*DIRECTIONS FOR THIS TASK*.
Copy out the lines of the items below word for word, starting at the line with "Task: where can the wisteria" and ending at the line with "x=282, y=353". Leave the pictures out of your answer.

________

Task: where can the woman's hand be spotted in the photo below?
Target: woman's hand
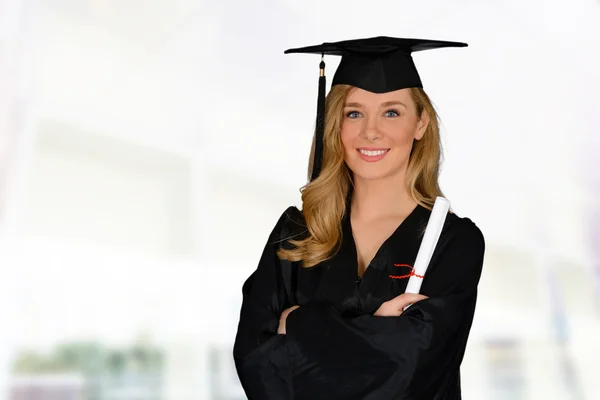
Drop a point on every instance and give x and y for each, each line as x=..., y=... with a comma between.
x=284, y=314
x=395, y=306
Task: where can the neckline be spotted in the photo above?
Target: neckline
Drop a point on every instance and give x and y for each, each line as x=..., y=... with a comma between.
x=353, y=251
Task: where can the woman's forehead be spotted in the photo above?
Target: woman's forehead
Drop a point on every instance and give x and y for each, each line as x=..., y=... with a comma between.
x=358, y=95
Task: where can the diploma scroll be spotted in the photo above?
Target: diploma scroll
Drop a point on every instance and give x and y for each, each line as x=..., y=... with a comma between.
x=430, y=239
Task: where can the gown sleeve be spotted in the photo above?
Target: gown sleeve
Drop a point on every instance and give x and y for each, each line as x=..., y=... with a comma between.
x=414, y=356
x=259, y=353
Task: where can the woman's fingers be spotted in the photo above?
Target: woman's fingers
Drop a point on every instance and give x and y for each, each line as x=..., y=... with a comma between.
x=407, y=298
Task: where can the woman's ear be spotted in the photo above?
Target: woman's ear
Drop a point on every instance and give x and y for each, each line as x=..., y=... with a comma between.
x=422, y=125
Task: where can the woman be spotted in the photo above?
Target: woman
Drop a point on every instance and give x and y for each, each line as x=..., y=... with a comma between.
x=322, y=315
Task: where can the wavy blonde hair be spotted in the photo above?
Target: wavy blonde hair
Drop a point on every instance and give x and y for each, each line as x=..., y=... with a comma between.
x=324, y=199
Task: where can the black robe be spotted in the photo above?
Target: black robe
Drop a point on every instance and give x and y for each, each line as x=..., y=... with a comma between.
x=335, y=348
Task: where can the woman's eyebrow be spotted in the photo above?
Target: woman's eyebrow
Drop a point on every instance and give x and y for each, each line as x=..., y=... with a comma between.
x=393, y=103
x=386, y=104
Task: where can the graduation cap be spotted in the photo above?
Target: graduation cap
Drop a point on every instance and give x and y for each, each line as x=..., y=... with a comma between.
x=379, y=64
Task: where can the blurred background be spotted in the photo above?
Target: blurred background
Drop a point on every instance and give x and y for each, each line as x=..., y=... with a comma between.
x=147, y=148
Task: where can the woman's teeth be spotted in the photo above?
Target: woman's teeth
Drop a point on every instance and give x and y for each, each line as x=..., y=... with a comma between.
x=372, y=152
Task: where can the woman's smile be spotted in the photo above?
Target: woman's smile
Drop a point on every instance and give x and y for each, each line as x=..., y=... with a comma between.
x=372, y=154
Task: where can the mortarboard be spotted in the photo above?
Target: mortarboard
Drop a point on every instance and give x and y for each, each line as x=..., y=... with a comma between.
x=380, y=64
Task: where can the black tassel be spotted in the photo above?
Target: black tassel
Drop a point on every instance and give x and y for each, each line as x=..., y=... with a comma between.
x=320, y=129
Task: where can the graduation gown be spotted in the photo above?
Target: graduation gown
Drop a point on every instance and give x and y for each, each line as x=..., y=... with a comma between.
x=335, y=348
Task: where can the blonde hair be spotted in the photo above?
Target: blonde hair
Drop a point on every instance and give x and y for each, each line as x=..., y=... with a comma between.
x=324, y=199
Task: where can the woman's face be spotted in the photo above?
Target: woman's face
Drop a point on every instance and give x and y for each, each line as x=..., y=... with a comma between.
x=378, y=131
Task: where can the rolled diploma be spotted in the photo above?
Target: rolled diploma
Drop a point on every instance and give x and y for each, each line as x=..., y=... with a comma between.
x=430, y=239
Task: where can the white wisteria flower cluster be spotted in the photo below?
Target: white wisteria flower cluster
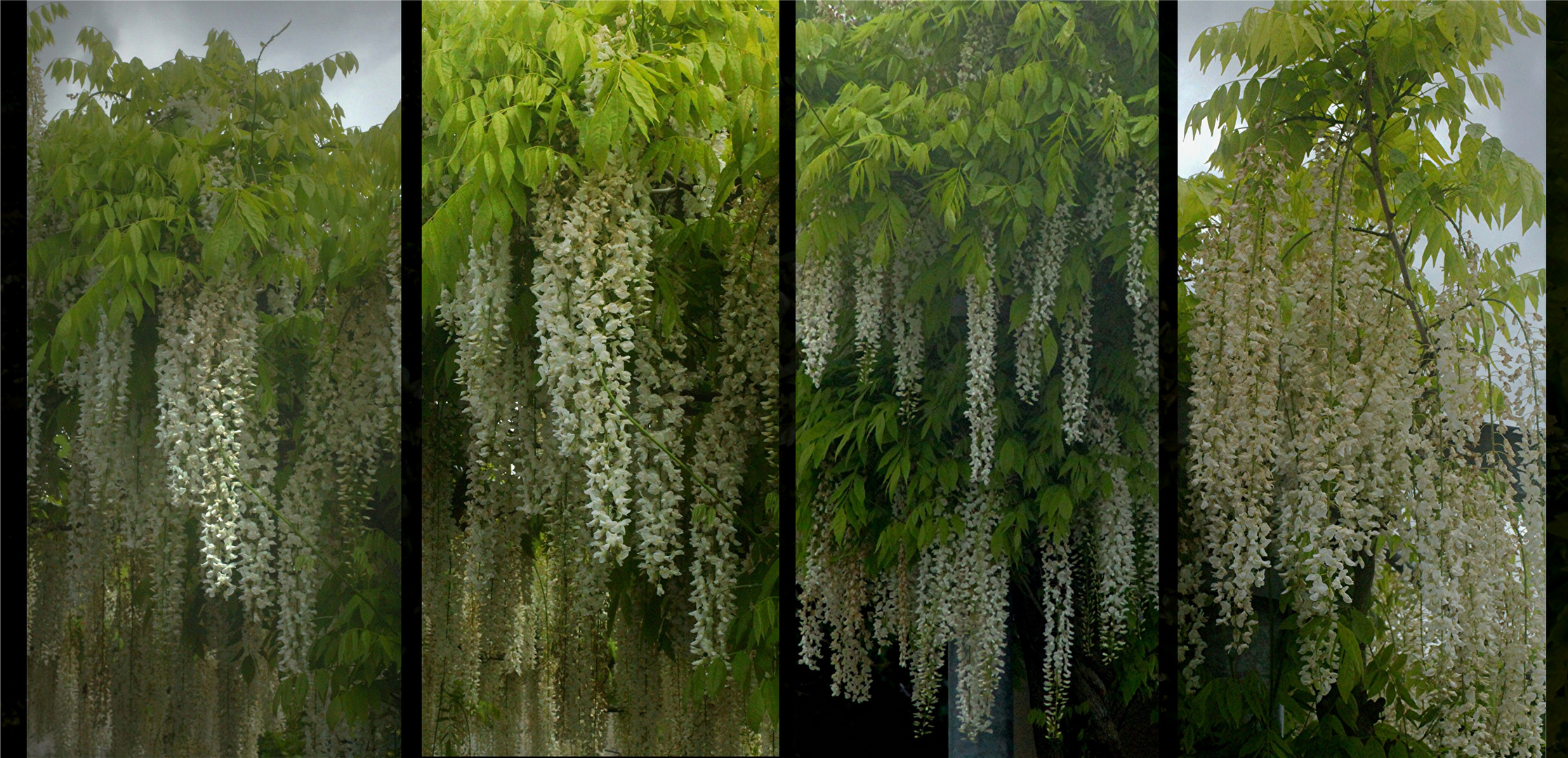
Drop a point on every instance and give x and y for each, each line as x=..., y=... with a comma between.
x=1333, y=447
x=590, y=281
x=982, y=364
x=952, y=594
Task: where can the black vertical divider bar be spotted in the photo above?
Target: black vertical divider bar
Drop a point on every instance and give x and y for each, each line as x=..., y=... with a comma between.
x=13, y=367
x=789, y=627
x=1168, y=273
x=413, y=335
x=1556, y=212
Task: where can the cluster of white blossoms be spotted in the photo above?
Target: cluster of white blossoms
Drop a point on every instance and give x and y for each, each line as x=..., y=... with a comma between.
x=1039, y=268
x=1055, y=601
x=1143, y=217
x=979, y=624
x=590, y=282
x=982, y=367
x=958, y=596
x=659, y=408
x=745, y=408
x=1114, y=540
x=833, y=594
x=1078, y=342
x=488, y=366
x=982, y=41
x=954, y=592
x=1322, y=436
x=820, y=292
x=1234, y=432
x=201, y=117
x=218, y=467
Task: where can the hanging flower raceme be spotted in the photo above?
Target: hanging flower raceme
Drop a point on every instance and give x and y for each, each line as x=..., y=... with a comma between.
x=1336, y=448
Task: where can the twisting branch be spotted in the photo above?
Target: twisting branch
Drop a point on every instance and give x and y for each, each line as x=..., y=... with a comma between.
x=1388, y=215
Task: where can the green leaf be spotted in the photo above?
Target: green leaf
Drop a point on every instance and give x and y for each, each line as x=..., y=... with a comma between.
x=604, y=131
x=1349, y=663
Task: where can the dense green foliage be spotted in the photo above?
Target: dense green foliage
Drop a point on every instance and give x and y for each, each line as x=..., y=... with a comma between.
x=943, y=126
x=526, y=104
x=154, y=184
x=1374, y=96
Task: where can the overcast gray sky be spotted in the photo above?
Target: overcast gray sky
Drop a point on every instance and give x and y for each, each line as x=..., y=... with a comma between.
x=1520, y=123
x=154, y=30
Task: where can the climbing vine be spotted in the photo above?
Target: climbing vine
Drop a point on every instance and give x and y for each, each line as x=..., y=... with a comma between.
x=600, y=202
x=1362, y=510
x=213, y=295
x=977, y=329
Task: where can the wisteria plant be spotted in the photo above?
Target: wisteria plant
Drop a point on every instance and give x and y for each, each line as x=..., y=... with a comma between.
x=1362, y=506
x=600, y=202
x=212, y=465
x=976, y=270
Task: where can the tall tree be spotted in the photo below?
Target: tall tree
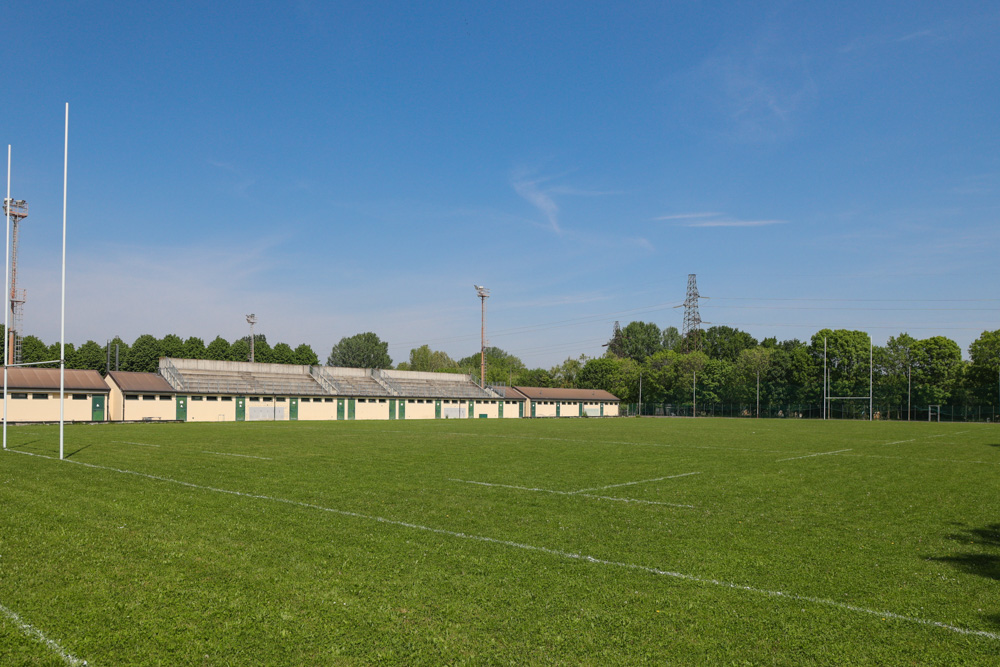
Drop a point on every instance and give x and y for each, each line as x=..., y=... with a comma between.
x=218, y=350
x=721, y=342
x=364, y=350
x=144, y=355
x=172, y=346
x=194, y=348
x=305, y=356
x=89, y=356
x=282, y=353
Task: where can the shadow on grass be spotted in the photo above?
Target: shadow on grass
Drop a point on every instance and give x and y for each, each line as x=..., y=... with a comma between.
x=984, y=562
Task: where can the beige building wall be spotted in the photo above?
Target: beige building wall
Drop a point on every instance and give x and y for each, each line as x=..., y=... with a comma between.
x=137, y=407
x=34, y=408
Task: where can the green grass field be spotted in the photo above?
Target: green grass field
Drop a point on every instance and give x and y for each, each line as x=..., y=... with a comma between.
x=482, y=541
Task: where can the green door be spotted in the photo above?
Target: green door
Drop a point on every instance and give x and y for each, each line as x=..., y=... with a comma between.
x=97, y=407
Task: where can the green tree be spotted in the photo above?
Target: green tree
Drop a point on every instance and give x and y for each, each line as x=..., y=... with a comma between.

________

*SOLUTION TO THIS EXERCISE*.
Task: where can the wisteria plant be spotted in the photo above?
Target: wisteria plant
Drop a point on every instance and give x and y for each, each line as x=..., y=... with a comma between.
x=1362, y=506
x=600, y=202
x=212, y=465
x=976, y=270
Task: where can the tall tree be spotted in the photo below?
Target: tall tree
Drop a point on every instance and give x and y for each, each line as x=..., y=... with a comma between.
x=218, y=350
x=721, y=342
x=364, y=350
x=144, y=355
x=172, y=346
x=194, y=348
x=305, y=356
x=89, y=356
x=282, y=353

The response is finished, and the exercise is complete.